TASK REQUIREMENTS:
Return, without any change, every line of the data from the line that contains "Can you find the mud slick" down to the line that contains "[[561, 412], [366, 398], [539, 385]]", including both of those lines.
-------- GIVEN DATA
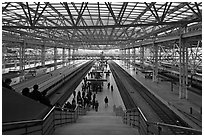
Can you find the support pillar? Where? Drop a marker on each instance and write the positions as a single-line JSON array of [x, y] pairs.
[[43, 55], [155, 70], [128, 58], [183, 69], [22, 57], [63, 56], [134, 56], [142, 56], [55, 58], [69, 55], [73, 54]]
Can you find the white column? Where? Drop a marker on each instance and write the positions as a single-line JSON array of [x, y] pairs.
[[155, 71], [55, 57], [43, 55], [22, 57], [63, 56], [141, 55]]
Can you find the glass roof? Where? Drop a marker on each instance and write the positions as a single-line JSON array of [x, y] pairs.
[[99, 23]]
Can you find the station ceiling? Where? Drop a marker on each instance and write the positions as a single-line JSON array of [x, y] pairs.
[[99, 25]]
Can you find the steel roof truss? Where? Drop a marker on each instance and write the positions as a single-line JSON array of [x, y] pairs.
[[80, 12], [30, 18], [165, 11], [197, 14], [111, 11], [69, 12], [4, 8], [155, 15], [122, 11]]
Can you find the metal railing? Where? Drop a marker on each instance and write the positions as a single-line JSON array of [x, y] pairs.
[[54, 118], [136, 118]]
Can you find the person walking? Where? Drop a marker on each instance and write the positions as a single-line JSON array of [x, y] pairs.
[[108, 85], [96, 105], [106, 101], [112, 88]]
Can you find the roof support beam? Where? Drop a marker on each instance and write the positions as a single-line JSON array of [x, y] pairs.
[[35, 21], [197, 14], [4, 8], [111, 11], [36, 11], [155, 15], [80, 12], [165, 10], [105, 26], [25, 13], [122, 11], [69, 12], [30, 18]]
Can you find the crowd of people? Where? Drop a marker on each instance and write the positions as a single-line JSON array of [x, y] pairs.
[[84, 98]]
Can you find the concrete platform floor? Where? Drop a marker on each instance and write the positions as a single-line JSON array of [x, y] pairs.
[[162, 90], [97, 123], [103, 122]]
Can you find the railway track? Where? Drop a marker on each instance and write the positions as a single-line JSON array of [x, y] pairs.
[[165, 114], [69, 84]]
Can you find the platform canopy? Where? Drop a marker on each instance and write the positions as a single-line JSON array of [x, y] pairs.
[[99, 25]]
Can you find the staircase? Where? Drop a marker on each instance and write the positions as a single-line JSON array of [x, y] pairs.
[[97, 123]]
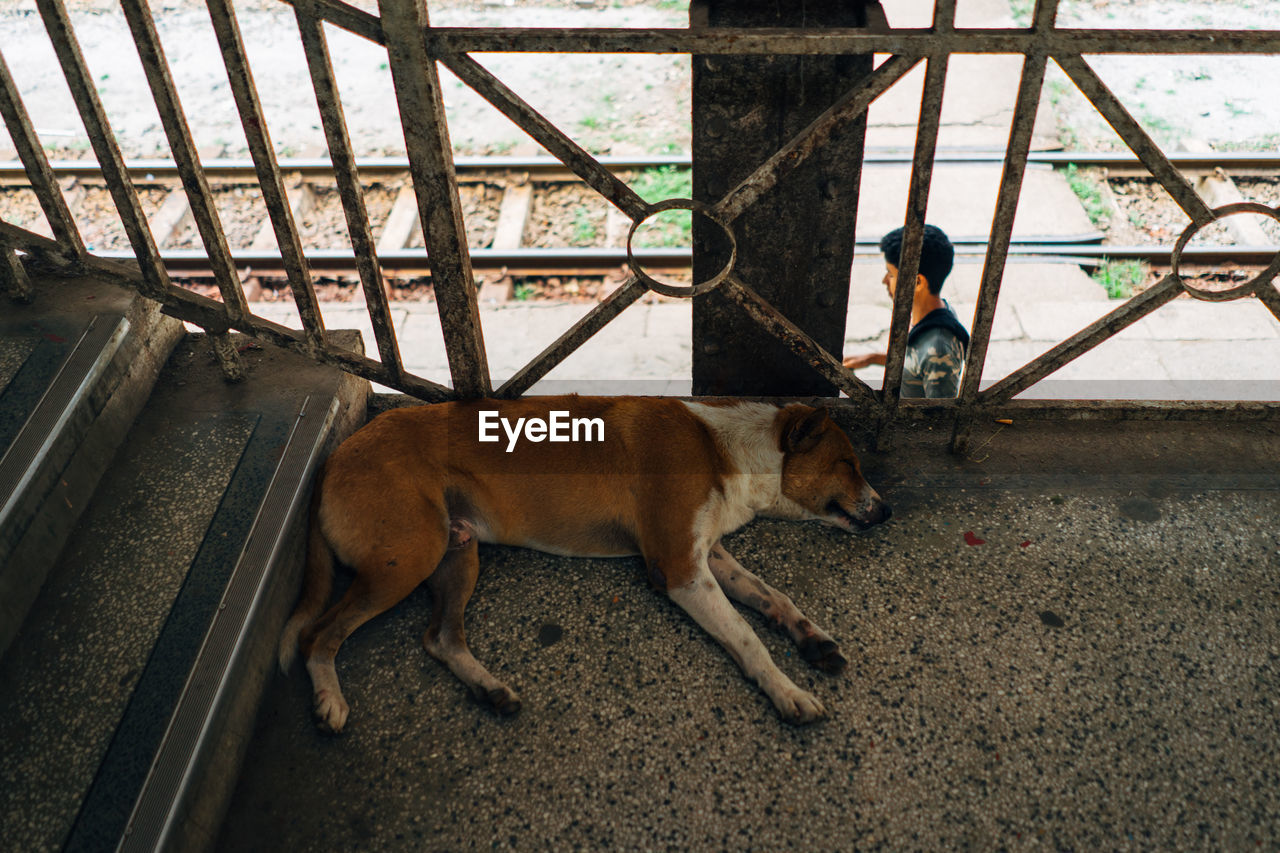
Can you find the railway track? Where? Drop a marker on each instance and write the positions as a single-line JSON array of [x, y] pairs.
[[504, 199]]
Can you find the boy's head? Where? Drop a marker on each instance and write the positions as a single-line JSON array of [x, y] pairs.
[[937, 255]]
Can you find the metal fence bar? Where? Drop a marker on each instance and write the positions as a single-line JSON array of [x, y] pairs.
[[183, 150], [1082, 341], [350, 18], [1001, 231], [250, 108], [576, 336], [348, 185], [567, 151], [426, 138], [780, 327], [913, 235], [155, 279], [909, 41], [1001, 228], [14, 278], [36, 163], [794, 153], [1137, 138]]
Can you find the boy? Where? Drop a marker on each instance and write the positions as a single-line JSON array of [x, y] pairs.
[[937, 341]]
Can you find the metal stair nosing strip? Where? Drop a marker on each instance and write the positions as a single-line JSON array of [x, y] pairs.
[[74, 379], [158, 813]]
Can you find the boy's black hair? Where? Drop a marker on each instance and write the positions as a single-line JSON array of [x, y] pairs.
[[937, 255]]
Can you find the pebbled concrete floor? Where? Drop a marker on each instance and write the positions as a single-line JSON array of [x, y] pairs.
[[1068, 639]]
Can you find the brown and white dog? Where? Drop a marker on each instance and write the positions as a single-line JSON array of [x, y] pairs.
[[408, 497]]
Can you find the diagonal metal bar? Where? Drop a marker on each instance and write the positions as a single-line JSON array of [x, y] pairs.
[[1002, 223], [813, 137], [183, 150], [155, 279], [913, 233], [348, 17], [362, 243], [270, 182], [1137, 138], [1083, 341], [36, 163], [780, 327], [551, 137], [1270, 296], [426, 138], [576, 336]]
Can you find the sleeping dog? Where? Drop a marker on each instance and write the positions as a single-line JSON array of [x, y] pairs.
[[408, 497]]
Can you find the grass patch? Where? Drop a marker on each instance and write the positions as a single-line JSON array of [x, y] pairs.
[[584, 227], [1120, 278], [664, 182], [1089, 192], [670, 227]]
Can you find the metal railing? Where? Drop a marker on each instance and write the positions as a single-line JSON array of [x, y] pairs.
[[415, 48]]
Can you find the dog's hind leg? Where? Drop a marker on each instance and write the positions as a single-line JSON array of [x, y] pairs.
[[384, 576], [816, 646], [446, 637]]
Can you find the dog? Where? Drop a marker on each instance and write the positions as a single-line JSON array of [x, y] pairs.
[[408, 497]]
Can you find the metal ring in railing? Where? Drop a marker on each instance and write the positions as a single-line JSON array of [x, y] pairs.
[[675, 290], [1248, 287]]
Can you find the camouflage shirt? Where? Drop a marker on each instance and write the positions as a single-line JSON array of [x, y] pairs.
[[935, 356]]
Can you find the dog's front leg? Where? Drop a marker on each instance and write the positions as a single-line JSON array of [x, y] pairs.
[[703, 600], [816, 646]]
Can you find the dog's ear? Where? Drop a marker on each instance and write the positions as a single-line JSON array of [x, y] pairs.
[[803, 429]]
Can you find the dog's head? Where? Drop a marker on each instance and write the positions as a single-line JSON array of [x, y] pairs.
[[821, 471]]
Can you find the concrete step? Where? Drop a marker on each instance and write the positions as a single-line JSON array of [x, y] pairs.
[[129, 690], [76, 366]]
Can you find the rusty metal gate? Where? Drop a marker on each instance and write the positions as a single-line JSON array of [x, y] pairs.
[[414, 49]]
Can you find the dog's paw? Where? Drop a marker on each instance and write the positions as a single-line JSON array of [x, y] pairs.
[[799, 707], [502, 699], [823, 653], [330, 711]]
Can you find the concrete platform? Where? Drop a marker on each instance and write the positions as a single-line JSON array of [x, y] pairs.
[[1098, 670]]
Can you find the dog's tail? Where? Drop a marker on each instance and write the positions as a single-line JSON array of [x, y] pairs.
[[316, 585]]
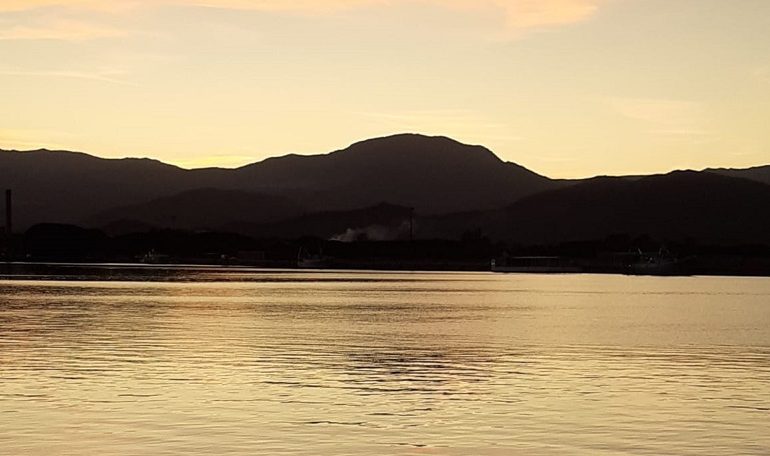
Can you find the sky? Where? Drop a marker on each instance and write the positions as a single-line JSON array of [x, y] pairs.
[[567, 88]]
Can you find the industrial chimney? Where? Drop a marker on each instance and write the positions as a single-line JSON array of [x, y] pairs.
[[8, 213]]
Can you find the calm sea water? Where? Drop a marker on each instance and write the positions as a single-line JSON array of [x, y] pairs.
[[350, 363]]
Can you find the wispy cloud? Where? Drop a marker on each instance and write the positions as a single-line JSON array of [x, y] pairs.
[[110, 76], [65, 30], [672, 119], [675, 113], [519, 14]]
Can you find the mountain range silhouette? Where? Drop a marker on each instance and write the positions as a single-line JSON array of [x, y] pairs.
[[450, 187]]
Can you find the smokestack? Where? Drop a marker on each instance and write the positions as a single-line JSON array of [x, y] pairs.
[[8, 213]]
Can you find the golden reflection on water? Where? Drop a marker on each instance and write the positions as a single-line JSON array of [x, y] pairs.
[[234, 362]]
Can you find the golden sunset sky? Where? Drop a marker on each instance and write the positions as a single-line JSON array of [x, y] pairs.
[[567, 88]]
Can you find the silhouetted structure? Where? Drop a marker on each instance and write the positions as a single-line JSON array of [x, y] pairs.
[[8, 213]]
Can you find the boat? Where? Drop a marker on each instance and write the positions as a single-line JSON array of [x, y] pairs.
[[660, 263], [536, 265], [307, 260]]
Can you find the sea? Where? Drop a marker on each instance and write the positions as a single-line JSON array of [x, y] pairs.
[[119, 360]]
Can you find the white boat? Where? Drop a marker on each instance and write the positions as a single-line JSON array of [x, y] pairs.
[[306, 260], [536, 265]]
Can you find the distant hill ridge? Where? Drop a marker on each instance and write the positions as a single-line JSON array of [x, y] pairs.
[[452, 187], [431, 174]]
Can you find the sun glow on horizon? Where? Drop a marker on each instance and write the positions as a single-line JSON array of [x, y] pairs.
[[567, 88]]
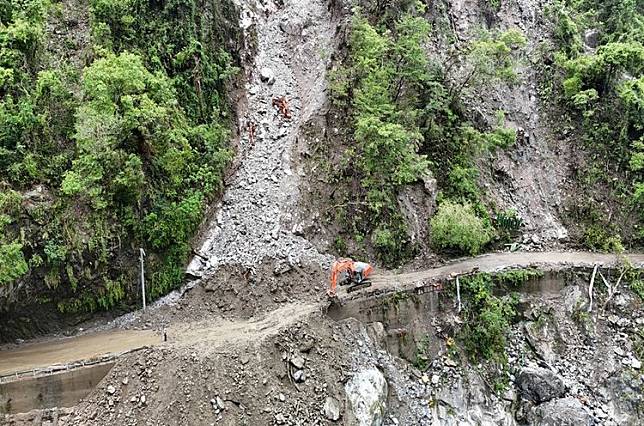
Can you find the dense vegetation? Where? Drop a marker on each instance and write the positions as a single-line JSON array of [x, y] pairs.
[[598, 76], [487, 317], [408, 123], [118, 150]]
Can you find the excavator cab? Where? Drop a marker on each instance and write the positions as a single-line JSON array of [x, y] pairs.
[[348, 272]]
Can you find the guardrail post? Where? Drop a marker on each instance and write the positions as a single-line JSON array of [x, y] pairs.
[[142, 256]]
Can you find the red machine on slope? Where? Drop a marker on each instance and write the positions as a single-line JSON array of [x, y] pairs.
[[349, 272]]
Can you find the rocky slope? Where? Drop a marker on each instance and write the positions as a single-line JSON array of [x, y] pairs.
[[361, 366]]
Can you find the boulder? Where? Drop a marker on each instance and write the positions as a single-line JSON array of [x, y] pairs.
[[539, 385], [366, 398], [332, 409], [267, 75], [561, 412]]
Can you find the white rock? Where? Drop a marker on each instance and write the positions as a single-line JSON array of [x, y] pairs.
[[298, 362], [267, 75], [366, 398], [332, 409]]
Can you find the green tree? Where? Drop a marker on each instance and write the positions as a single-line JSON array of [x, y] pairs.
[[456, 226]]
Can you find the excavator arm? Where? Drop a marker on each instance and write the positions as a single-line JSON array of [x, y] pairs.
[[339, 266]]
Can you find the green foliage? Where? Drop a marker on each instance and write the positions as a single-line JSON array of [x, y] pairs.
[[602, 90], [508, 221], [379, 85], [407, 118], [637, 286], [492, 57], [487, 318], [456, 226], [423, 357], [597, 237], [515, 277], [127, 151], [12, 263]]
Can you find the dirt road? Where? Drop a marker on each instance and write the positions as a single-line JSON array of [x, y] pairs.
[[209, 335]]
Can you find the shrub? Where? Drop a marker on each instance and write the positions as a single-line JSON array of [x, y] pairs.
[[12, 263], [487, 319], [456, 226]]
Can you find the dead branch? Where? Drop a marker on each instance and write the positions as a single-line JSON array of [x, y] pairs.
[[282, 105], [252, 130], [458, 294], [612, 290], [590, 288]]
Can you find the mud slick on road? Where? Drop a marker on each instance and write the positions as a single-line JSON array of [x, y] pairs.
[[253, 341], [302, 352]]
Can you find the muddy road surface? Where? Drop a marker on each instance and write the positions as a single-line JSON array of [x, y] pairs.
[[212, 335]]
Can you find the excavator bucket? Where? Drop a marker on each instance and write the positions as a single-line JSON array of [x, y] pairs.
[[356, 287]]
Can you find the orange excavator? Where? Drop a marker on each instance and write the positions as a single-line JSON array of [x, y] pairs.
[[349, 272]]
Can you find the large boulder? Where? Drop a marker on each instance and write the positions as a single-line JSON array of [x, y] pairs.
[[561, 412], [366, 398], [539, 385]]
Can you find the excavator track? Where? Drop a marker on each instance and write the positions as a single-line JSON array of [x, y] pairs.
[[360, 286]]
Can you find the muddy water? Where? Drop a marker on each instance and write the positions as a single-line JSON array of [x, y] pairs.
[[65, 351], [55, 390]]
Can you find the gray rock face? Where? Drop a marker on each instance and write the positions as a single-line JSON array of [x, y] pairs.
[[561, 412], [539, 385], [366, 398], [332, 409]]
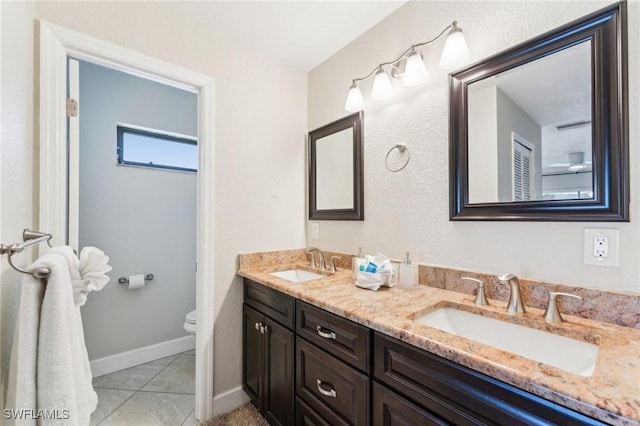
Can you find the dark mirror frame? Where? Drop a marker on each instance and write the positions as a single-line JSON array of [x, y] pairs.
[[606, 29], [357, 212]]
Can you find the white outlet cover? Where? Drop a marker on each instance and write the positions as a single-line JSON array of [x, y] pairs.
[[612, 235]]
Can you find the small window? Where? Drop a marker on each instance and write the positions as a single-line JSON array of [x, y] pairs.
[[158, 150], [522, 168]]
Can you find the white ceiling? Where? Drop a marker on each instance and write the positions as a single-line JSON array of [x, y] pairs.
[[302, 34]]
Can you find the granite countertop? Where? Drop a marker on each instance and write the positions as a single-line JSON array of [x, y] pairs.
[[611, 394]]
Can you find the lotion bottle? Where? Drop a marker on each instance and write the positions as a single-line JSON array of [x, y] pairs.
[[407, 273], [358, 263]]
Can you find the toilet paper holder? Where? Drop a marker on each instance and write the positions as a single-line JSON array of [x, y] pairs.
[[125, 280]]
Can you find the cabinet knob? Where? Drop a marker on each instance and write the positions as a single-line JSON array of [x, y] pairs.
[[261, 328], [331, 392], [326, 334]]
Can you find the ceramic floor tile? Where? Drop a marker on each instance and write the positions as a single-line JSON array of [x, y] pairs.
[[108, 401], [131, 378], [152, 409], [191, 420], [163, 361], [177, 377]]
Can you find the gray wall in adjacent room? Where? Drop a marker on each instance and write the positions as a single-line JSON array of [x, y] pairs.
[[144, 219]]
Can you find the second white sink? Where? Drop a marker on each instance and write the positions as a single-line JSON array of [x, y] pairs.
[[568, 354], [297, 275]]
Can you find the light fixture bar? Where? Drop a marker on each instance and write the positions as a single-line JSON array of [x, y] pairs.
[[575, 125], [461, 55]]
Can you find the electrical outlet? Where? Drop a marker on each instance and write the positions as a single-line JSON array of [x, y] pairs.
[[601, 246]]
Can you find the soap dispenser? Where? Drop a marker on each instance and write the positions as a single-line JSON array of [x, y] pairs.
[[407, 273], [358, 263]]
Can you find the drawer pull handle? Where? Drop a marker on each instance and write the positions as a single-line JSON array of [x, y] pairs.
[[332, 393], [327, 335]]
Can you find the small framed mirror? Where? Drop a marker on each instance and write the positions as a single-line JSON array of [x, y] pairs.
[[335, 170], [539, 132]]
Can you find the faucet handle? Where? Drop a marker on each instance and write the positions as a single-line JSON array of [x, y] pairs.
[[481, 297], [312, 260], [332, 263], [552, 314]]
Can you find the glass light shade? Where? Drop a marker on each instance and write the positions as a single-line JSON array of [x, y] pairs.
[[381, 86], [455, 52], [354, 102], [415, 72]]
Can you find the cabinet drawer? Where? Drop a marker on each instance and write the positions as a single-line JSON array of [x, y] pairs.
[[345, 339], [305, 416], [337, 392], [272, 303], [390, 409], [460, 395]]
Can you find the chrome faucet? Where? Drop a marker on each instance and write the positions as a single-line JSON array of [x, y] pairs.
[[552, 314], [515, 304], [322, 263], [481, 297]]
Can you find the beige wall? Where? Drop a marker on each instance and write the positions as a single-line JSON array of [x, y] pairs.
[[409, 210], [260, 109]]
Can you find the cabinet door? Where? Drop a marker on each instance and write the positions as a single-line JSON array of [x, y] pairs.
[[336, 391], [390, 409], [279, 386], [252, 355]]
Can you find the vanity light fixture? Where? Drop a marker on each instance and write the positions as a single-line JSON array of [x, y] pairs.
[[410, 68]]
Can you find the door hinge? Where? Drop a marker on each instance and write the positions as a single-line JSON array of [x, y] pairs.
[[72, 107]]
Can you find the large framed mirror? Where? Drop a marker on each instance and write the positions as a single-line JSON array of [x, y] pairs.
[[335, 170], [540, 131]]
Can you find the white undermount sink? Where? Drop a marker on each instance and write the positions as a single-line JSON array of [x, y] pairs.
[[297, 275], [568, 354]]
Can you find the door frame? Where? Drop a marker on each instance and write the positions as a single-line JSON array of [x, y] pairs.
[[56, 43]]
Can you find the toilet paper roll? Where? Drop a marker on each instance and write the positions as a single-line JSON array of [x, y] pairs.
[[136, 281]]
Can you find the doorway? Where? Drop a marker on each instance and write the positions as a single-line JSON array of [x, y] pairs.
[[56, 44], [136, 198]]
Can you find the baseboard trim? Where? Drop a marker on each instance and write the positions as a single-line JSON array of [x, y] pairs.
[[111, 363], [228, 401]]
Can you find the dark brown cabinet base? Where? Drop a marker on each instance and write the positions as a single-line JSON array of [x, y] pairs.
[[268, 357], [321, 375]]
----------------
EXERCISE ANSWER:
Can you find the mud slick on road? Where? Drop a marker on each instance and write the positions as a single-line JSON array of [x, y] pairs.
[[253, 341], [302, 352]]
Can you find the muddy road surface? Where? Drop a marker on each instance and write the positions as a single-line JSON array of [x, y] pairs.
[[212, 335]]
Can you find the excavator bucket? Where? Drop a marker on each instance and write the positions as a single-line JSON array of [x, y] pairs.
[[356, 287]]
Can you find the orange excavator? Where? Drop a marker on each instance and write the positions as a single-line JSON array of [x, y] pairs.
[[349, 272]]
Can you find the large boulder? Where? Drop a marker on each instance and write the positions as a single-line JSON array of [x, y] pairs.
[[561, 412], [366, 398], [539, 385]]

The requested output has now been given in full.